*DIRECTIONS FOR THIS TASK*: Pick out and copy every line below that has the word "desert".

[MATERIAL SHOWN]

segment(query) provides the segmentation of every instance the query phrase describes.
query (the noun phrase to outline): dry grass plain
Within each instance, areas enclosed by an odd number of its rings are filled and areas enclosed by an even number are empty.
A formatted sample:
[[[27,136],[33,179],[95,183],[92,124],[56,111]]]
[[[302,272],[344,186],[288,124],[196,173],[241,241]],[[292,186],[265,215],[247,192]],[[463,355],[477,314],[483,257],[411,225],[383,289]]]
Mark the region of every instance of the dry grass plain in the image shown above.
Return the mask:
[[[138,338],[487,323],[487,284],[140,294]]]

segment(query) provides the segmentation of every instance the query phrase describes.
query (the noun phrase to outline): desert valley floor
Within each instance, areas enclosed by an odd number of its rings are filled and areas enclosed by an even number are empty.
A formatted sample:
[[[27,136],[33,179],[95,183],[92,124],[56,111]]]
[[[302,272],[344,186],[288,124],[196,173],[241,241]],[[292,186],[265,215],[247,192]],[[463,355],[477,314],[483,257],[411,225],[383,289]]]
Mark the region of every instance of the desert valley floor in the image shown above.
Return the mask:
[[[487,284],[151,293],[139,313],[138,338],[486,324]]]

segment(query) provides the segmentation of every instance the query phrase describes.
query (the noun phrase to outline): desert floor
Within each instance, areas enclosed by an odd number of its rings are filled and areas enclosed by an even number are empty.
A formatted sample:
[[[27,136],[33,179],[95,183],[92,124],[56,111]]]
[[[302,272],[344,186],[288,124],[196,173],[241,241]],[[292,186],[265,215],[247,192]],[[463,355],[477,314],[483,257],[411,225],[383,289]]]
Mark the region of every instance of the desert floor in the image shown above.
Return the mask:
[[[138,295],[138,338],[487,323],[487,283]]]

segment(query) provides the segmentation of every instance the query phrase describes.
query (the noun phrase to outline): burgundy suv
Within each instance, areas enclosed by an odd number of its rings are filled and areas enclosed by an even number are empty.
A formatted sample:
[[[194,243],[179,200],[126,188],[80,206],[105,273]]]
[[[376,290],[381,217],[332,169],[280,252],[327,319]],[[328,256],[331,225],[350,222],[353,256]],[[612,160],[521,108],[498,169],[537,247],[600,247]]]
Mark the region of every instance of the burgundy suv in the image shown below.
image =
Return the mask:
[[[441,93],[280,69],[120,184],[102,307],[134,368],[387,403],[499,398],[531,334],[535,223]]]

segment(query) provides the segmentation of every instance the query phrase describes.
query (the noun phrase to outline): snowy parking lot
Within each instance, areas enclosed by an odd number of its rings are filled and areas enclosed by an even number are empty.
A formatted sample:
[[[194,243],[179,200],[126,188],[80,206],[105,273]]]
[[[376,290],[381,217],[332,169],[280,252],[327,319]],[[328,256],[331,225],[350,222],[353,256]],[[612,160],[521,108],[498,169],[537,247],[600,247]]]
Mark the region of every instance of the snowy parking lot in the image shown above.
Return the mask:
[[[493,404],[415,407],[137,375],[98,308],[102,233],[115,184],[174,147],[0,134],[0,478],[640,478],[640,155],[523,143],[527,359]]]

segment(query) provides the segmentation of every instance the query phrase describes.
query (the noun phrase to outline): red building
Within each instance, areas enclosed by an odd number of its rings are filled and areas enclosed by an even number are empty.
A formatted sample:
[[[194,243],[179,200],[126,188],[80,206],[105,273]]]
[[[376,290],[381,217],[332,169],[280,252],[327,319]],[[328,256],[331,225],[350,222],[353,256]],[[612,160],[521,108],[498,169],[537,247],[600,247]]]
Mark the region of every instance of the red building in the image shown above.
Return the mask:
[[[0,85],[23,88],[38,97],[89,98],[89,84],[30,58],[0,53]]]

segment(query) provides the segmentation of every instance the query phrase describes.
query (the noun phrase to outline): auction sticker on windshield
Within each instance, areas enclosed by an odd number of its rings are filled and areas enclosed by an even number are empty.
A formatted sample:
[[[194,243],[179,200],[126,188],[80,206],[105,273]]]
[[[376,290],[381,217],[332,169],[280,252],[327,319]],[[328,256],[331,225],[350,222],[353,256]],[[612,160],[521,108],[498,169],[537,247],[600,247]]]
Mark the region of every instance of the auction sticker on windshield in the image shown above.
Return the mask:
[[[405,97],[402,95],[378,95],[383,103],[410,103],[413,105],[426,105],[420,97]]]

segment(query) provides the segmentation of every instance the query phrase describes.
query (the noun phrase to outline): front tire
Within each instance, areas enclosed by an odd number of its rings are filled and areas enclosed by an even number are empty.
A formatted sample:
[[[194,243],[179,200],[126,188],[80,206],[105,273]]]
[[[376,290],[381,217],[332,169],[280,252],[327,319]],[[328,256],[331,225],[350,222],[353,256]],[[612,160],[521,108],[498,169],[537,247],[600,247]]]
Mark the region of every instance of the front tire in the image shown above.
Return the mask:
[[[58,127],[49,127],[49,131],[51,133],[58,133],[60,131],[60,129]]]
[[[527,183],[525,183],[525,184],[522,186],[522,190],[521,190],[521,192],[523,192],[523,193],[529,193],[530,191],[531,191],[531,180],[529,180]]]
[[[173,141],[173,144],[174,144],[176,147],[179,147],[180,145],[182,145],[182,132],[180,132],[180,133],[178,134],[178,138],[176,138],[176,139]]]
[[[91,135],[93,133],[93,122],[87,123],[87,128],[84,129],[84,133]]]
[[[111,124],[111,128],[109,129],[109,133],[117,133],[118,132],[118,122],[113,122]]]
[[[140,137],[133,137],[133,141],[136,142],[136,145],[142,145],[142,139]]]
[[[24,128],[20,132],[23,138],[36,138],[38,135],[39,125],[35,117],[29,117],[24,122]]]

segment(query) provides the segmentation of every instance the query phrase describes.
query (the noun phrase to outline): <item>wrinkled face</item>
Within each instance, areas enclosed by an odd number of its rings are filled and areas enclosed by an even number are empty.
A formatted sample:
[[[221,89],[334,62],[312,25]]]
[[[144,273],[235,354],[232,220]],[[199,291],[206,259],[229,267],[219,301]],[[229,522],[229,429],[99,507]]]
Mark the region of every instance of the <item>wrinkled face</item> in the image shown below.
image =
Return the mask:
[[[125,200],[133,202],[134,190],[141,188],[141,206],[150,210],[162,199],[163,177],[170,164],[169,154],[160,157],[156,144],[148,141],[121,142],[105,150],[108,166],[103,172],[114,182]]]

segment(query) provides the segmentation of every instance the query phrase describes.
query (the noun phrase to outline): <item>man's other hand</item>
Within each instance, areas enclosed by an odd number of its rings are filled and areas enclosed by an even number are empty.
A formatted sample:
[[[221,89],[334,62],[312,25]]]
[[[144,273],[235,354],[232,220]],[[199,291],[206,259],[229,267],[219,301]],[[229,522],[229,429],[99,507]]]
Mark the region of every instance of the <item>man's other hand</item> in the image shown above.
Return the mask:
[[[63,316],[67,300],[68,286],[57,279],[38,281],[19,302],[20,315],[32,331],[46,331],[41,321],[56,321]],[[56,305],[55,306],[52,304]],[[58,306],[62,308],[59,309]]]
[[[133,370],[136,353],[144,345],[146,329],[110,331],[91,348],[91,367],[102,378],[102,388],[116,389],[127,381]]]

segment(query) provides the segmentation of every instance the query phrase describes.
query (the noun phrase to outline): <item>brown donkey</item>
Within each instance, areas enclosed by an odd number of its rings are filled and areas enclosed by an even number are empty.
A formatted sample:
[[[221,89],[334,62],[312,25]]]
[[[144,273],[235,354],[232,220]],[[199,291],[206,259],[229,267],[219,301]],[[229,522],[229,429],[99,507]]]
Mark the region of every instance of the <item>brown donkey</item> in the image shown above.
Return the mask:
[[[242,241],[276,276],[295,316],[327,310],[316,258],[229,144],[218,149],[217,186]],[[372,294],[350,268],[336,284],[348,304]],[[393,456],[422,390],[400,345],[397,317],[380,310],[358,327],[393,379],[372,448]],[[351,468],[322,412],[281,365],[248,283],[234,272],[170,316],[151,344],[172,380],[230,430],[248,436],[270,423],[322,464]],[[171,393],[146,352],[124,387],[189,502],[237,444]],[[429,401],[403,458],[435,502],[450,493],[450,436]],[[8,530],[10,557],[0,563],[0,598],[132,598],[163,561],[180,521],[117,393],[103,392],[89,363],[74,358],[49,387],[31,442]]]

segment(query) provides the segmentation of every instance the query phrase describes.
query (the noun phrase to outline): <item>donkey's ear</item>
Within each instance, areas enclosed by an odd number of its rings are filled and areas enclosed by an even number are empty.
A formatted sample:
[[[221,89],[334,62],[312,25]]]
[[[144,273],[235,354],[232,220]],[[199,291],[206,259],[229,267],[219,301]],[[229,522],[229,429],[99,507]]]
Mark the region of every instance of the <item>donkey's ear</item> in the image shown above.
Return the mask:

[/MATERIAL SHOWN]

*SOLVED EXERCISE*:
query (the noun phrase to outline): desert valley floor
Mark the region of every instance of the desert valley floor in the image shown above.
query (the noun phrase to outline): desert floor
Mark the region of every instance of the desert floor in the image shown above.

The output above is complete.